• [Task statement] Copy out the records precisely, omitting pictures.

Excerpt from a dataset
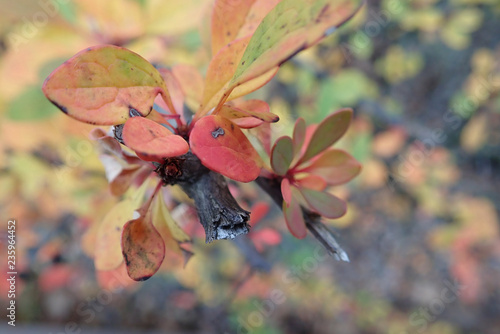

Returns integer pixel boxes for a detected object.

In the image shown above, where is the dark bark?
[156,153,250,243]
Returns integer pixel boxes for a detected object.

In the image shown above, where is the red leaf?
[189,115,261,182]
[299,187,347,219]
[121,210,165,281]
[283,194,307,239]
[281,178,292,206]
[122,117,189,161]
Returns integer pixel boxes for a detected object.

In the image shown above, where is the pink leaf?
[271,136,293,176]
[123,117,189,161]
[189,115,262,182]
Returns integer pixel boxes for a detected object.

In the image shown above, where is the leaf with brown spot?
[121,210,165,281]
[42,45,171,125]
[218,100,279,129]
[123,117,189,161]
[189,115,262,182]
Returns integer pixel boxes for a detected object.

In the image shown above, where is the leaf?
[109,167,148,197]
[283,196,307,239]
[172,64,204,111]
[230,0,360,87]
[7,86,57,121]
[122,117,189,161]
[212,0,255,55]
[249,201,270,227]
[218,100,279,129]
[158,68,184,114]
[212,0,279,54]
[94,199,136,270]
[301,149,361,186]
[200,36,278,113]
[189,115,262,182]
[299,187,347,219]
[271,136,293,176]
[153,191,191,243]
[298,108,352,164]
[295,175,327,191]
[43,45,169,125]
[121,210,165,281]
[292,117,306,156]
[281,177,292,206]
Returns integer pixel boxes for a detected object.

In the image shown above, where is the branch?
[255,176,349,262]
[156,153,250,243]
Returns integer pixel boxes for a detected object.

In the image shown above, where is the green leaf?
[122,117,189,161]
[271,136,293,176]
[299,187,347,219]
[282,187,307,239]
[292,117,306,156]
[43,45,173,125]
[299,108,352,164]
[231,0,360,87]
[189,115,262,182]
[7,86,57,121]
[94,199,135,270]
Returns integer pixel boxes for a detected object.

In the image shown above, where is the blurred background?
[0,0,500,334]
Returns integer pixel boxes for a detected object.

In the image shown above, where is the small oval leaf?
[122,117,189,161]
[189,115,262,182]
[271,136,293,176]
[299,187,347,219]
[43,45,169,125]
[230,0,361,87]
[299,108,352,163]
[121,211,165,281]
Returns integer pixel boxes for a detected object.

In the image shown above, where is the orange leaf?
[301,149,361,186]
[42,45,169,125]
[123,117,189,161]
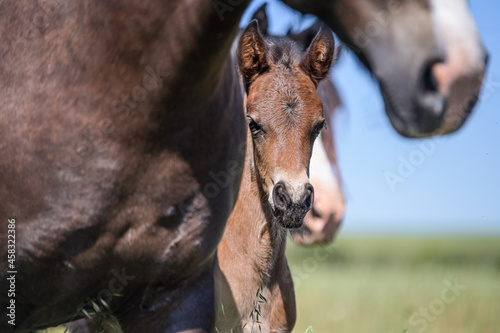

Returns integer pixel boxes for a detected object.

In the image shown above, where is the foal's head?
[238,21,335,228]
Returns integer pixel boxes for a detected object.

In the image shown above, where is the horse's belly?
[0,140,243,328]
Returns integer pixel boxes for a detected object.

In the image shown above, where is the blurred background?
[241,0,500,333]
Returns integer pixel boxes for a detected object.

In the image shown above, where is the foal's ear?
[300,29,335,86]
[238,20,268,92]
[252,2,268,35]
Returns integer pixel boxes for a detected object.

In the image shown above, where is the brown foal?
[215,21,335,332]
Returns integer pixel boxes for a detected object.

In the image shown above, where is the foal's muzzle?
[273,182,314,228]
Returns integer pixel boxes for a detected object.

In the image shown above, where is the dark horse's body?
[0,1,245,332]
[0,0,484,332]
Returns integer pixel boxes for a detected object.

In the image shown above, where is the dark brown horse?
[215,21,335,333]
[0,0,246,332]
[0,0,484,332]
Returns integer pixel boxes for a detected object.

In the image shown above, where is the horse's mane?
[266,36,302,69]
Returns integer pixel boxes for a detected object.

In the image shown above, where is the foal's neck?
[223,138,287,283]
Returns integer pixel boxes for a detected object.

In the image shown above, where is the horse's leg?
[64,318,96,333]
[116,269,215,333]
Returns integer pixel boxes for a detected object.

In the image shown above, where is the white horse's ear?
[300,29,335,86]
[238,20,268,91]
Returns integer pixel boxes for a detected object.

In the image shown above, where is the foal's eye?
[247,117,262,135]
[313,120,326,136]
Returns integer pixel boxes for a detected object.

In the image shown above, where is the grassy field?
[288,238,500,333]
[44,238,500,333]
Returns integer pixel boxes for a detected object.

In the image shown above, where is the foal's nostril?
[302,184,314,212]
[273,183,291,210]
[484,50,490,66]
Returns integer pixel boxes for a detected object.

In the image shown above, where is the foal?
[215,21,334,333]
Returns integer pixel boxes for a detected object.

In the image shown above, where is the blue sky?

• [Result below]
Returns integer pixel boxes for a detected object.

In the image shown above, where is the dark bark?
[156,153,250,243]
Returns integer pixel boxes for a detected object.

In the image shown above, where is the red leaf?
[189,115,261,182]
[299,187,347,219]
[121,210,165,281]
[283,194,307,239]
[281,178,292,206]
[122,117,189,161]
Returns integer pixel boxes for a detected object.

In the image shown above, where is the pink leaf?
[271,136,293,176]
[123,117,189,161]
[189,115,262,182]
Returns integer pixel boxes for a detected object.

In the image shown above, where is the leaf with brown spot?
[121,210,165,281]
[42,45,171,125]
[218,100,279,129]
[123,117,189,161]
[189,115,262,182]
Returns integer pixel boxes for a detected object.

In the image shown above, where is the leaf?
[109,167,148,197]
[283,196,307,239]
[172,64,204,111]
[230,0,360,87]
[7,86,57,121]
[122,117,189,161]
[212,0,255,55]
[249,201,270,227]
[218,100,279,129]
[158,68,184,114]
[212,0,279,54]
[94,199,136,270]
[301,149,361,186]
[200,36,278,113]
[189,115,262,182]
[299,187,347,219]
[271,136,293,176]
[153,191,191,243]
[298,108,352,164]
[295,175,327,191]
[43,45,169,125]
[121,210,165,281]
[292,117,306,156]
[281,177,292,206]
Returns integer pixel boxes for a detected object.

In the image shown above, where is the branch?
[255,176,349,262]
[156,153,250,243]
Returns integer pixel boxes for a detected object.

In the image shown above, where is the green leaf?
[122,117,189,161]
[271,136,293,176]
[299,187,347,219]
[282,187,307,239]
[292,117,306,156]
[43,45,173,125]
[299,108,352,164]
[231,0,360,87]
[189,115,262,182]
[7,86,57,121]
[94,199,135,270]
Returns integer pixel boxes for a detected object.

In the image shown above, where is the blurred background?
[0,0,500,334]
Returns integer pixel boxes for a detected object.

In the image shown above, where is the small oval leaf?
[122,117,189,161]
[189,115,262,182]
[271,136,293,176]
[299,187,347,219]
[43,45,169,125]
[230,0,361,87]
[299,108,352,163]
[121,211,165,281]
Returns integer pixel boxes for a detected object.

In the image shown above, where is the orange leaf?
[301,149,361,186]
[42,45,169,125]
[123,117,189,161]

Returns integer pixel boxes for a detected object.

In the image shown above, where is the foal's head?
[238,21,335,228]
Returns integer pixel boxes for a detected object.

In the image shown above, where is the horse's belly?
[0,140,243,328]
Returns integer pixel boxes for a detected object.

In the image shown above, where is the blurred background?
[241,0,500,333]
Returns integer pixel boxes for a detected object.

In the image shown above, where is the foal's ear?
[300,29,335,86]
[238,20,268,92]
[252,2,268,35]
Returns integer pixel boxes for a detected object.

In the image shown above, where is the brown foal?
[215,21,335,332]
Returns integer pixel boxes for a detected object.

In the image shown above, where is the foal's muzzle?
[273,182,314,228]
Returns integer pixel boxes for a detected object.

In the image shown above, where is the dark horse's body?
[0,1,245,332]
[0,0,484,332]
Returns integer pixel boxes for a detected object.

In the image shown above, where is the dark brown horse?
[215,21,335,333]
[0,0,246,332]
[0,0,484,332]
Returns integer pixel boxes for a detected object.

In the image shown above, where is the horse's mane?
[266,36,302,69]
Returns integer pixel boxes for a detected object.

In the image shown above, where is the foal's neck?
[223,138,287,283]
Returns integer pixel boxes for a detected object.

In the image shown above, where is the horse's leg?
[64,318,96,333]
[116,269,215,333]
Returns integer pixel boxes for a detected object.

In the image shown above, where is the white horse's ear?
[300,29,335,86]
[238,20,268,91]
Returns integer pixel boxes for a detected object.

In the image shown above, where is the foal's eye?
[247,117,262,135]
[313,120,326,136]
Returns integer pixel boxes for a detected object.

In the image shown above, where is the grassy field?
[288,238,500,333]
[44,238,500,333]
Returns integer pixel boxes for a detected object.

In the image shown above, where is the foal's nostril?
[302,184,314,212]
[273,183,291,210]
[484,50,490,66]
Returns integer pixel boxes for a detected object.

In the image shown above, where is the foal?
[215,21,334,333]
Returns integer pixel boxes for a detected object.

In the image shown above, where is the blue sky?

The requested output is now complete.